--- Entries provided Enclosed Below ---

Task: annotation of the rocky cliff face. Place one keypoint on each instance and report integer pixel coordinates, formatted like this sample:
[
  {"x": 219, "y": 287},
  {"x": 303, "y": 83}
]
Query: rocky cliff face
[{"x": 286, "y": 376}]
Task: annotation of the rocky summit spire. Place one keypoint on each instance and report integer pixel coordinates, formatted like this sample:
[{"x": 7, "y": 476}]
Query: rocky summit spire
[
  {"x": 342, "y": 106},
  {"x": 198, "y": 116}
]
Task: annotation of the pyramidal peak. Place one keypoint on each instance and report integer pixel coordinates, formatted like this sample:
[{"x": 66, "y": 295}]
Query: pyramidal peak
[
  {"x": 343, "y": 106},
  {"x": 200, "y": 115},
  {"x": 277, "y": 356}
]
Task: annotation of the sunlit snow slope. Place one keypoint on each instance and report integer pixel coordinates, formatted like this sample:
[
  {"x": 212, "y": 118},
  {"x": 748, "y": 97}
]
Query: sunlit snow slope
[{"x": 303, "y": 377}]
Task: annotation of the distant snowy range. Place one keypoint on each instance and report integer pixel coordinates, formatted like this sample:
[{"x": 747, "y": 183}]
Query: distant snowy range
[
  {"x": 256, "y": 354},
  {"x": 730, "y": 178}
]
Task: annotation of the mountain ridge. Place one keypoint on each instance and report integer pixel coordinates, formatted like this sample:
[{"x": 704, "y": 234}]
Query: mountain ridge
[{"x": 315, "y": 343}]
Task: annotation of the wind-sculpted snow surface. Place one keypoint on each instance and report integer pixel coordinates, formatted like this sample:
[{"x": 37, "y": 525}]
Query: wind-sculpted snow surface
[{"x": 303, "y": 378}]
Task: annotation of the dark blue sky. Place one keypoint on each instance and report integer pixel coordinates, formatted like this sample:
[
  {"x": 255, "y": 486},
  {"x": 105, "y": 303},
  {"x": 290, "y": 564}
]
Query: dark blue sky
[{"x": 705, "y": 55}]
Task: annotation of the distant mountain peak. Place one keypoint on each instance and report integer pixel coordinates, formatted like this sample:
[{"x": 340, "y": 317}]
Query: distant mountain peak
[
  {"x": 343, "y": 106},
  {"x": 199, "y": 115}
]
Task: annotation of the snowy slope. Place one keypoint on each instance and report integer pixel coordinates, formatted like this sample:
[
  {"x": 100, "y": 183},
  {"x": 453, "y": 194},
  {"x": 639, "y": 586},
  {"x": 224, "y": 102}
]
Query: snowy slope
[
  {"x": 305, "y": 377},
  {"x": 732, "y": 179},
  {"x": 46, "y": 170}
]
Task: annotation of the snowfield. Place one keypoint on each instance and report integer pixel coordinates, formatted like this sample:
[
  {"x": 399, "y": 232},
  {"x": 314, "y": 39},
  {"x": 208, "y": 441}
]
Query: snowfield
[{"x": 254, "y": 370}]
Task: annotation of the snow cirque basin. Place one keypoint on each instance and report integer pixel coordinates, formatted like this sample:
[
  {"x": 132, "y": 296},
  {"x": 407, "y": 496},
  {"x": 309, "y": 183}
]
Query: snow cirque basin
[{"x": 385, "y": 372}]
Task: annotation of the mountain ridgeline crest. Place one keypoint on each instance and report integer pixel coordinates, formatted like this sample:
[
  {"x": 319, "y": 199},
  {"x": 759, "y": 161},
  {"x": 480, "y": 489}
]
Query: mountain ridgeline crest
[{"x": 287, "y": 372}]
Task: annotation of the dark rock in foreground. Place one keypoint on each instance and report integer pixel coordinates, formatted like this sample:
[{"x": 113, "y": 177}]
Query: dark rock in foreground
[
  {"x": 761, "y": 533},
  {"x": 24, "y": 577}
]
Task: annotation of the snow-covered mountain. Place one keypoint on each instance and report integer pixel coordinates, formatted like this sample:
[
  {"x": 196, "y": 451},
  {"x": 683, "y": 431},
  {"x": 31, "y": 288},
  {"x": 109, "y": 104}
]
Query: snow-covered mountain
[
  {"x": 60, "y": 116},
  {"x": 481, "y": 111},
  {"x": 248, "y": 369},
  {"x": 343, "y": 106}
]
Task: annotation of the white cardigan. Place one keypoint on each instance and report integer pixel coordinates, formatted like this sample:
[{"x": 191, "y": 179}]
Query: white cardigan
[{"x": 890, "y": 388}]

--- End of Enclosed Entries provided ---

Your answer must be an exact transcription of every record above.

## Written answer:
Task: annotation of the rocky cliff face. Place one keypoint on each instance and report integer pixel coordinates, formatted like this sample:
[
  {"x": 219, "y": 287},
  {"x": 303, "y": 83}
]
Query: rocky cliff face
[{"x": 286, "y": 376}]
Task: annotation of the rocky summit spire. Place one keypoint on each instance and report integer pixel coordinates, formatted like this sample:
[{"x": 7, "y": 476}]
Query: rocky summit spire
[
  {"x": 342, "y": 106},
  {"x": 198, "y": 116}
]
Task: annotation of the pyramidal peak. Place one keypoint on each instance and report integer pixel coordinates, formatted like this sample:
[{"x": 66, "y": 295}]
Query: pyramidal peak
[
  {"x": 343, "y": 106},
  {"x": 200, "y": 115},
  {"x": 277, "y": 356}
]
Task: annotation of the sunlit snow slope. Place one keypoint on each instance and report integer pixel coordinates, formatted like this sample:
[
  {"x": 212, "y": 118},
  {"x": 748, "y": 97}
]
Query: sunlit snow slope
[{"x": 303, "y": 377}]
Task: annotation of the distant snowy range. Place one keypoint on each instance and report integer pixel coordinates, formatted like this sample:
[{"x": 747, "y": 183}]
Query: distant snowy range
[
  {"x": 256, "y": 354},
  {"x": 730, "y": 178}
]
Task: annotation of the mountain ridge. Place one keypoint on each instance and report integer pixel coordinates, formatted like this sample:
[{"x": 704, "y": 234}]
Query: mountain ridge
[{"x": 315, "y": 343}]
Task: annotation of the wind-sculpted snow surface. Place one keypoint on each instance and report integer pixel coordinates, formatted like this sample:
[{"x": 37, "y": 525}]
Query: wind-sculpted snow surface
[{"x": 303, "y": 378}]
Task: annotation of the dark blue sky. Place one keypoint on each instance and report integer pixel coordinates, formatted like this sample:
[
  {"x": 255, "y": 486},
  {"x": 105, "y": 303},
  {"x": 290, "y": 564}
]
Query: dark blue sky
[{"x": 705, "y": 55}]
Task: annotation of the distant mountain peak. Place one keypoint on each instance and report integer pixel coordinates, formatted like this sample:
[{"x": 340, "y": 317}]
Query: distant mountain peak
[
  {"x": 343, "y": 106},
  {"x": 199, "y": 115}
]
Task: annotation of the snowy slope. Place one keypoint on each instance and report integer pixel coordinates, formatted like this sample:
[
  {"x": 100, "y": 183},
  {"x": 453, "y": 194},
  {"x": 639, "y": 586},
  {"x": 224, "y": 102}
]
Query: snowy slope
[
  {"x": 305, "y": 377},
  {"x": 732, "y": 179},
  {"x": 46, "y": 170}
]
Task: annotation of the snowfield. Place one keypoint on each instance and report integer pixel coordinates, formatted like this sample:
[
  {"x": 399, "y": 232},
  {"x": 314, "y": 39},
  {"x": 208, "y": 441}
]
Query: snowfield
[{"x": 254, "y": 370}]
Task: annotation of the snow cirque basin. Place one keypoint on each instance and report integer pixel coordinates, formatted like this sample:
[
  {"x": 132, "y": 296},
  {"x": 407, "y": 496},
  {"x": 309, "y": 183}
]
Query: snow cirque basin
[{"x": 385, "y": 372}]
Task: annotation of the mountain ridgeline crest. Place one keypoint on each instance and report integer pixel coordinates, formatted like this sample:
[
  {"x": 319, "y": 199},
  {"x": 759, "y": 161},
  {"x": 480, "y": 489}
]
Query: mountain ridgeline crest
[{"x": 287, "y": 372}]
Task: annotation of the dark rock in foreground. Place one keypoint on each instance and report integer pixel coordinates, formatted like this sample:
[{"x": 113, "y": 177}]
Query: dark rock in foreground
[
  {"x": 761, "y": 533},
  {"x": 24, "y": 577}
]
Task: annotation of the snow-covered mountain. Place one keypoint on each instance and report integer pixel coordinates, formatted like this sample:
[
  {"x": 196, "y": 451},
  {"x": 683, "y": 431},
  {"x": 31, "y": 288},
  {"x": 109, "y": 104}
]
Query: snow-covered mountain
[
  {"x": 60, "y": 116},
  {"x": 481, "y": 111},
  {"x": 248, "y": 369},
  {"x": 343, "y": 106}
]
Task: annotation of the white cardigan. Place one keypoint on each instance and report integer pixel coordinates, formatted like this sample:
[{"x": 191, "y": 179}]
Query: white cardigan
[{"x": 890, "y": 388}]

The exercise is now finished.